• WHAT YOU ARE ASKED TO DO:
The lines from the start of the records through the one containing "Locate the green shrub" are to be restated word for word; please include both ends.
((
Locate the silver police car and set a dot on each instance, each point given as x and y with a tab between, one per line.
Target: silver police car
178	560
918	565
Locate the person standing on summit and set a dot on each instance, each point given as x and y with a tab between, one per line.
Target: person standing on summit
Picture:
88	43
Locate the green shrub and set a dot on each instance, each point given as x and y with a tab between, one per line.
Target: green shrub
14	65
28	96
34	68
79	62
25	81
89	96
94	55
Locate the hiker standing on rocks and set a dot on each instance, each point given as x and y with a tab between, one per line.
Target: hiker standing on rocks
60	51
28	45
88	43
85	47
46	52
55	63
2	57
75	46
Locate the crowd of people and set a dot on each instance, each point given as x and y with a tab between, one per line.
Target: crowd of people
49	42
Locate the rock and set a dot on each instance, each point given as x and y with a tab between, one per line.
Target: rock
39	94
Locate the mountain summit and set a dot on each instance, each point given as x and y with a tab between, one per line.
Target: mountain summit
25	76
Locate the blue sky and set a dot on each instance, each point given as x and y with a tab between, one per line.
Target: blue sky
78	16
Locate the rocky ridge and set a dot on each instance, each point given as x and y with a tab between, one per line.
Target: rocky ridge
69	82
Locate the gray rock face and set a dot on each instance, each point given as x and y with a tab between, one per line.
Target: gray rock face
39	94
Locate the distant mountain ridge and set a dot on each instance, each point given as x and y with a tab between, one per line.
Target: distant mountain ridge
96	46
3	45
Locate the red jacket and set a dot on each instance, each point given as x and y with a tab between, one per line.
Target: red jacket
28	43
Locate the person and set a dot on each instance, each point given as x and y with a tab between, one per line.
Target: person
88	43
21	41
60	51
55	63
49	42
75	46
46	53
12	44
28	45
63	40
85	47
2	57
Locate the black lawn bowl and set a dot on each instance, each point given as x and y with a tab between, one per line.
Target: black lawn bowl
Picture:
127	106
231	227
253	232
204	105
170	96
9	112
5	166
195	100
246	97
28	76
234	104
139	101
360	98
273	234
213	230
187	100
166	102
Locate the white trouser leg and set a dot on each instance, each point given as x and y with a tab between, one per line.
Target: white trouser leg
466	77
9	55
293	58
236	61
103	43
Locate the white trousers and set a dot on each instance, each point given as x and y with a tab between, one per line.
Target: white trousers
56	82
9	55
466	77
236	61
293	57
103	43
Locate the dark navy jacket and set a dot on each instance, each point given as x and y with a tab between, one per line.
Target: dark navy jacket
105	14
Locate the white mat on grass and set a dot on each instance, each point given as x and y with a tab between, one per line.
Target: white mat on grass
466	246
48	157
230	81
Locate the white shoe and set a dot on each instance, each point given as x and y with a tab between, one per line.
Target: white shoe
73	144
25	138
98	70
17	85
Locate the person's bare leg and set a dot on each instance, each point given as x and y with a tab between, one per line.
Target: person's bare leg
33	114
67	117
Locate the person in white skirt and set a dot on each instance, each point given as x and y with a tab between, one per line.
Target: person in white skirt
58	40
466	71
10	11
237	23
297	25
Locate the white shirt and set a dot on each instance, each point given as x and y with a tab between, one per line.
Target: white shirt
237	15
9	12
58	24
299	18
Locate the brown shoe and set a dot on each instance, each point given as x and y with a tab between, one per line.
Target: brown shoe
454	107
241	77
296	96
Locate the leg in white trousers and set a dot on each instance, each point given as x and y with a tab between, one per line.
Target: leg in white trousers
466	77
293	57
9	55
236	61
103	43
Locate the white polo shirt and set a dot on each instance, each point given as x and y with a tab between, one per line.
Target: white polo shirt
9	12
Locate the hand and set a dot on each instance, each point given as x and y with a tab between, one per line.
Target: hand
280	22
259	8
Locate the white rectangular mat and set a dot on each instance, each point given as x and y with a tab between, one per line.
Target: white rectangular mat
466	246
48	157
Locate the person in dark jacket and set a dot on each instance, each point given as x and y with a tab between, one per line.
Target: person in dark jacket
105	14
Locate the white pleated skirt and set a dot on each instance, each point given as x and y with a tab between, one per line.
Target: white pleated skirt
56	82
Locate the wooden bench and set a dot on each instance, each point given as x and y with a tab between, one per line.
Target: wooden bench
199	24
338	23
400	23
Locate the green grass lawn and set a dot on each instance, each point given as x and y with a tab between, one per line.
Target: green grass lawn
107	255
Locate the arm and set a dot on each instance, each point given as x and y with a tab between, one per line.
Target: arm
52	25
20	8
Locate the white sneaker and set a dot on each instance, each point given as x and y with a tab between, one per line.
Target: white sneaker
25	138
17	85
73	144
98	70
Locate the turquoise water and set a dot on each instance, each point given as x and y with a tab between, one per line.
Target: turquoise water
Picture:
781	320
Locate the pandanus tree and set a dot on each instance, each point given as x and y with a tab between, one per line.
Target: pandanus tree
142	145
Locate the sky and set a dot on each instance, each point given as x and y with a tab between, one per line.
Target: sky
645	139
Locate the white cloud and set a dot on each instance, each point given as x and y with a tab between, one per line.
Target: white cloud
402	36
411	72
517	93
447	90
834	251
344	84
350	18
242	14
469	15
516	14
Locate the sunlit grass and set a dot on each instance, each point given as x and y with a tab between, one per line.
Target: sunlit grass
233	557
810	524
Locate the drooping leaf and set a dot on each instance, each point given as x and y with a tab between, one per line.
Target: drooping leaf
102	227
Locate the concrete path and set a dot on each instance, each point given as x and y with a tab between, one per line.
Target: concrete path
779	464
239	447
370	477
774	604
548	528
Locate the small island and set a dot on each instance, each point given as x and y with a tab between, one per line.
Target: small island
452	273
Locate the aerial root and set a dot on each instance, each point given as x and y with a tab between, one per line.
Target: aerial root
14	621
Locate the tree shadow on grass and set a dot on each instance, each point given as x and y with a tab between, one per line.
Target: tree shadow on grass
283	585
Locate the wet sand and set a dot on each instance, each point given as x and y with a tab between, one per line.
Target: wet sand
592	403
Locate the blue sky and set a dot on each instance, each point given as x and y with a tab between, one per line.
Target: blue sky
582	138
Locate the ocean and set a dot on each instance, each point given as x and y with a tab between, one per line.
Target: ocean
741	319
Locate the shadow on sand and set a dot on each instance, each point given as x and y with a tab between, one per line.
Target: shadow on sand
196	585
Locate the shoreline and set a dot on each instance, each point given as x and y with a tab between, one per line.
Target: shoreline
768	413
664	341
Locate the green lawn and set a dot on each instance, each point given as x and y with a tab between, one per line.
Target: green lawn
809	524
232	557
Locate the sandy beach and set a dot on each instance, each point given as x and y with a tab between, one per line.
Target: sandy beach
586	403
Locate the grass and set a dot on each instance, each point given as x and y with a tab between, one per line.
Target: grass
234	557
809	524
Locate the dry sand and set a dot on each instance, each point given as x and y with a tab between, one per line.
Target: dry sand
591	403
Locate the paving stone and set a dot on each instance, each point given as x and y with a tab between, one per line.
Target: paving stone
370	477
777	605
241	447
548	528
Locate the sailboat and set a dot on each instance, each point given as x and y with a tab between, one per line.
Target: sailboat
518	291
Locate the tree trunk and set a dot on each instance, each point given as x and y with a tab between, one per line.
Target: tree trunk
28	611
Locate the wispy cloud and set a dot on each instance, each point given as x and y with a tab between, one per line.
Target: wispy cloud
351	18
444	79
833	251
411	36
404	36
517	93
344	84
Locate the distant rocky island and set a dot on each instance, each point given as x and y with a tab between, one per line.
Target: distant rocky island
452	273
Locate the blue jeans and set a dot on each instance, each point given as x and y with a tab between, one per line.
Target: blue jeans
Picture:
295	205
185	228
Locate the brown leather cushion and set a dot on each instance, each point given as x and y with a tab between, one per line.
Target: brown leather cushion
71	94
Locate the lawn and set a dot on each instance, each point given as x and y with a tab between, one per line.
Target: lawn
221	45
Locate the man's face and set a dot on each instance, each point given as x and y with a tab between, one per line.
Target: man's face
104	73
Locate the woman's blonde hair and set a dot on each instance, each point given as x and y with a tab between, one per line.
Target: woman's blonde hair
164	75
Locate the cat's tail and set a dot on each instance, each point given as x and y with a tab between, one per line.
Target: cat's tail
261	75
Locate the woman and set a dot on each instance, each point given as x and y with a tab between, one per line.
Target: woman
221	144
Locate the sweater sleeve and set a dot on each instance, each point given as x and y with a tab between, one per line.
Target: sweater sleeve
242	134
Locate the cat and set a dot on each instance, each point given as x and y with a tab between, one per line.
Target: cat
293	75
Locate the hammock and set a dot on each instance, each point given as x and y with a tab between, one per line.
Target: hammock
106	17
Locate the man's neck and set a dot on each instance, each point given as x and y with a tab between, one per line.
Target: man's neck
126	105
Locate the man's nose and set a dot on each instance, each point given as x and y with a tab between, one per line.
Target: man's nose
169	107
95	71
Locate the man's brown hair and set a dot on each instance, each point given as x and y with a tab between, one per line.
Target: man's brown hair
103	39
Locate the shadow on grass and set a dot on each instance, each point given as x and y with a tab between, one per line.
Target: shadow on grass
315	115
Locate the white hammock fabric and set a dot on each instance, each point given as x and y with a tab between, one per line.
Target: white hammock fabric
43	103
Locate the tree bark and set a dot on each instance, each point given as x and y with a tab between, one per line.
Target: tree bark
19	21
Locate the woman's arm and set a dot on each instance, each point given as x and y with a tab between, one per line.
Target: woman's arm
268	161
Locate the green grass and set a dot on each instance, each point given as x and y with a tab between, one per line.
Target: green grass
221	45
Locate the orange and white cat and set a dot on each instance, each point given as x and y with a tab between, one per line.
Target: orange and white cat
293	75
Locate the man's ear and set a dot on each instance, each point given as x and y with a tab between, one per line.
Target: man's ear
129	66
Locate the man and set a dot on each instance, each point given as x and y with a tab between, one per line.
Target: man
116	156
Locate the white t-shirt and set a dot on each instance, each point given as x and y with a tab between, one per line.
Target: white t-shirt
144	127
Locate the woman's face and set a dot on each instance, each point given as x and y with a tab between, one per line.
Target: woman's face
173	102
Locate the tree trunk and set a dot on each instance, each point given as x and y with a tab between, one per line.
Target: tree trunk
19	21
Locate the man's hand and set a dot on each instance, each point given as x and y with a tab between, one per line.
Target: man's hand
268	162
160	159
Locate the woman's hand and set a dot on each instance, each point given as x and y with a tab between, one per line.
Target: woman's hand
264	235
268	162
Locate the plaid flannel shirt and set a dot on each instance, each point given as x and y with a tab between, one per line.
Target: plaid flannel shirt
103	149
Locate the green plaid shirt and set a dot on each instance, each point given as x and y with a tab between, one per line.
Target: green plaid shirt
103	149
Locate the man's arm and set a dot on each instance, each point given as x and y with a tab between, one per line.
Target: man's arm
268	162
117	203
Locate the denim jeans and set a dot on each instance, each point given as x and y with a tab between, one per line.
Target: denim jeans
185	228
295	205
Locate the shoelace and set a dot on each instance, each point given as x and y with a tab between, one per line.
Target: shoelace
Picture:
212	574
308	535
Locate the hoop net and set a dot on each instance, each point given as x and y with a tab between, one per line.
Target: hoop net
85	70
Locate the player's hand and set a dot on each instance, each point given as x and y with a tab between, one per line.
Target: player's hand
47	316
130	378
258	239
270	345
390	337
))
• RESPONSE FOR THIS EXERCISE:
Locate the silver police car and set a dot on each instance, each point given as x and y with a tab between, one per line.
Target: silver police car
178	560
918	565
Locate the person standing on summit and set a dot on each instance, each point given as x and y with a tab between, one per line.
Target: person standing on summit
Picture:
88	43
Locate the green shrub and set a dot on each instance, each point given as x and y with a tab between, one per line.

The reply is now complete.